Write each line of the entries below as one string in a JSON list, and leave out any blank lines.

**INPUT RECORDS:**
=======

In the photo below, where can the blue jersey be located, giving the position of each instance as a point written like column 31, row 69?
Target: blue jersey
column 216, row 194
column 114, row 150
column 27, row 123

=======

**RESULT FOR THIS TASK:**
[
  "In the photo below, where can the blue jersey be located, giving the position of each instance as a point written like column 31, row 69?",
  "Target: blue jersey",
  "column 216, row 194",
  "column 114, row 150",
  "column 27, row 123"
]